SET PROBLEM: Lay out the lines of the records below as a Markdown table with the columns Row and Line, from the line with "Practice. Annotate every instance of the orange" up to and including the line with "x=440 y=200", numbering each row and leaving out blank lines.

>>>>>

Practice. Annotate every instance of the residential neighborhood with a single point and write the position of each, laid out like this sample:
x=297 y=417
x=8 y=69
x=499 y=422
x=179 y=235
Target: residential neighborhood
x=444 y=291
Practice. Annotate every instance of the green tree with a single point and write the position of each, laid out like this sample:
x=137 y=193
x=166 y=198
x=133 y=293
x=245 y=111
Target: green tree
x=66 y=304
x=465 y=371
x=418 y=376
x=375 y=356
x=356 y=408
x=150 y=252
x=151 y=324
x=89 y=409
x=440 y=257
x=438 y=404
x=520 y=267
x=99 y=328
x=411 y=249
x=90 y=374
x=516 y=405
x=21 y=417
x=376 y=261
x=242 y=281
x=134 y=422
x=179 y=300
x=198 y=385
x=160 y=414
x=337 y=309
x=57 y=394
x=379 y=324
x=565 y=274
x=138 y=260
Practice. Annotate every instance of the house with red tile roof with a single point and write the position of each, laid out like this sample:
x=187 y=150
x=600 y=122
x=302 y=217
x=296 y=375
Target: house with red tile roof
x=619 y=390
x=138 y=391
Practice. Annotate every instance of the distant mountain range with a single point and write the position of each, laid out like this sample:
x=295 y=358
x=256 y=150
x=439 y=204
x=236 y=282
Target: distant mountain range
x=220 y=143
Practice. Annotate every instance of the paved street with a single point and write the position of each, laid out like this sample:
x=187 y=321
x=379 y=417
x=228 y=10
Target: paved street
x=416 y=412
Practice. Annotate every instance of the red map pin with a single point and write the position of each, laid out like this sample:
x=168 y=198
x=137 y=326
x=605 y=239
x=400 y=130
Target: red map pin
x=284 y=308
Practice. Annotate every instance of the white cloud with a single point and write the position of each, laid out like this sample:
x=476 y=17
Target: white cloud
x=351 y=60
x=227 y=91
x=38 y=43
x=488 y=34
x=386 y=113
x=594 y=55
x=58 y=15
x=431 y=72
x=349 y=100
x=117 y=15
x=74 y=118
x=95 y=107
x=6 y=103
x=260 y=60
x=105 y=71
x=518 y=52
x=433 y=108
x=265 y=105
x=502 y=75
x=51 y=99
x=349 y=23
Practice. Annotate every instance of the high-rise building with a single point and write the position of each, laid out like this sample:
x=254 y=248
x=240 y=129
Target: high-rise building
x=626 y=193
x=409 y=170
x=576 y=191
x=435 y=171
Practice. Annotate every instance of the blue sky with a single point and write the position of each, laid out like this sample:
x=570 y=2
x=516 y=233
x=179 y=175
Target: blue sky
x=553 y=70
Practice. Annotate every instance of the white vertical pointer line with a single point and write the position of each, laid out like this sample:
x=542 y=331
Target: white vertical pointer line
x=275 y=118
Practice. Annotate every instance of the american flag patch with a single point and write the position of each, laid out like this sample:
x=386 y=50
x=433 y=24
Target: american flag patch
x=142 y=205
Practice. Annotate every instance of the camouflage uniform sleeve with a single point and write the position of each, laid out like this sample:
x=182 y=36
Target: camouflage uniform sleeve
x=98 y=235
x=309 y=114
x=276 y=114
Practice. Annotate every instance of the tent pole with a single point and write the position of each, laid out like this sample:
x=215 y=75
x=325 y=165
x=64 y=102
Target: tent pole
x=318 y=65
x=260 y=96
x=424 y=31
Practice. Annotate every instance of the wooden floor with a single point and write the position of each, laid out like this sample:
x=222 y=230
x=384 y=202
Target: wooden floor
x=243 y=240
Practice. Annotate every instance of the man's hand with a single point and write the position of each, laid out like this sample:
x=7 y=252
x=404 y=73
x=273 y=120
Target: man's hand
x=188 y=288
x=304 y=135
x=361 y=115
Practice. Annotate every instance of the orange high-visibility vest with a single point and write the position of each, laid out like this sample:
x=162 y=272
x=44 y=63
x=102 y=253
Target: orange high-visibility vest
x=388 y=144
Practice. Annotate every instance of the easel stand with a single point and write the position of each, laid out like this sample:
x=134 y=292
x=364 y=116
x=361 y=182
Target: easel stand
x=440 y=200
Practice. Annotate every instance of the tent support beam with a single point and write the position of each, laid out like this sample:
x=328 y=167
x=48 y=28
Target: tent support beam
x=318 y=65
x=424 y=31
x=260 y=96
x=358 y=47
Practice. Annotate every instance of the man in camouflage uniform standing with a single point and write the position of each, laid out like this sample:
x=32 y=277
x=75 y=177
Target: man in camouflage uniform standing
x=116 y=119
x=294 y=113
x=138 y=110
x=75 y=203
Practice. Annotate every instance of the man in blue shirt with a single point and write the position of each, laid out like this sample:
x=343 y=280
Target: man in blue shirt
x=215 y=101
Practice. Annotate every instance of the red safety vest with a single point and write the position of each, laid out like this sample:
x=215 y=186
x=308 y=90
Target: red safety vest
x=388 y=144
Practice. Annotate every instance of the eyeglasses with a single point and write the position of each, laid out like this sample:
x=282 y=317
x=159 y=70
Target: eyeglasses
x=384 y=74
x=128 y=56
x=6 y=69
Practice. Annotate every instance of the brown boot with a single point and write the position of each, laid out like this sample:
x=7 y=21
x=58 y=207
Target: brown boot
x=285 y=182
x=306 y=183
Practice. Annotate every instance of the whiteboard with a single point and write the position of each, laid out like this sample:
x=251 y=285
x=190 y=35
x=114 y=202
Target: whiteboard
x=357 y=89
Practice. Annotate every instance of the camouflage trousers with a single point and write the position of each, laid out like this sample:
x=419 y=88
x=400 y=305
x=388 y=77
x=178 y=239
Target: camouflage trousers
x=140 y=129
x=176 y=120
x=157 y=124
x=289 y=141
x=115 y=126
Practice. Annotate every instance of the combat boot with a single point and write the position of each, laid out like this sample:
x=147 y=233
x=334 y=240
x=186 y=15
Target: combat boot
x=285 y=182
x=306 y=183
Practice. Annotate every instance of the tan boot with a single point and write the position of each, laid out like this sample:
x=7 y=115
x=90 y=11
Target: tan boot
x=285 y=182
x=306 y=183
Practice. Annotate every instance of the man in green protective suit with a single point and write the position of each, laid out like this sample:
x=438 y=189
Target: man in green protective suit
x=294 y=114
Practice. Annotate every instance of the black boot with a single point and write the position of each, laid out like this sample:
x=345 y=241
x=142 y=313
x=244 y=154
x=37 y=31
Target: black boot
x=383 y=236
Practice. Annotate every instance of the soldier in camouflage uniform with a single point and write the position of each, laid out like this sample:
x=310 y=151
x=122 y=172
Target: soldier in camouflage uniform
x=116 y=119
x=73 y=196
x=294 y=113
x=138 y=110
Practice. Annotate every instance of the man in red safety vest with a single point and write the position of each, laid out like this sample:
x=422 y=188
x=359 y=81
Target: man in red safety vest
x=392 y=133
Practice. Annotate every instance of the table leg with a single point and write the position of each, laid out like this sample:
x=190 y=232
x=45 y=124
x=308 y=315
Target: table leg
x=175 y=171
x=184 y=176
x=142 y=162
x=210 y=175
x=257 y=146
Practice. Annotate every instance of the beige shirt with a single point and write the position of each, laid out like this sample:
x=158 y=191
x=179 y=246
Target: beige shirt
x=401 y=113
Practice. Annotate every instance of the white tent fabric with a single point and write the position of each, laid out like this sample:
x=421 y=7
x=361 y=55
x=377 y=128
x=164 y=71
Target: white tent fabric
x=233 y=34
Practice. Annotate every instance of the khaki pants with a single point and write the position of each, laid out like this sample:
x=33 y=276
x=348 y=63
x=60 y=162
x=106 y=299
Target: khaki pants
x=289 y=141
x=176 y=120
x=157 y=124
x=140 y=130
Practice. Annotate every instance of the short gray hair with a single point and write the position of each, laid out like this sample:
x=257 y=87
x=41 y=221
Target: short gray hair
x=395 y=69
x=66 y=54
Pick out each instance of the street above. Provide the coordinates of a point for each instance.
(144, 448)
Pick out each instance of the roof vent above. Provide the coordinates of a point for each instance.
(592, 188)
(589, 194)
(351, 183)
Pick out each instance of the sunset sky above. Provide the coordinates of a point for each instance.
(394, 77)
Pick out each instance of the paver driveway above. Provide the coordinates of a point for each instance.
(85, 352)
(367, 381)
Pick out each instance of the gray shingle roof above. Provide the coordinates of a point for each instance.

<<<<<

COMPLETE OUTPUT:
| Row | Line |
|---|---|
| 1 | Practice. Annotate every instance of the orange high-visibility vest with a single point and write the position of each, laid out like this sample: |
| 2 | x=162 y=272 |
| 3 | x=44 y=63 |
| 4 | x=102 y=253 |
| 5 | Target: orange high-visibility vest |
| 6 | x=388 y=144 |
| 7 | Practice. Annotate every instance of the easel stand with a single point and write the position of each, laid out like this sample: |
| 8 | x=134 y=292 |
| 9 | x=364 y=116 |
| 10 | x=361 y=182 |
| 11 | Target: easel stand |
| 12 | x=440 y=200 |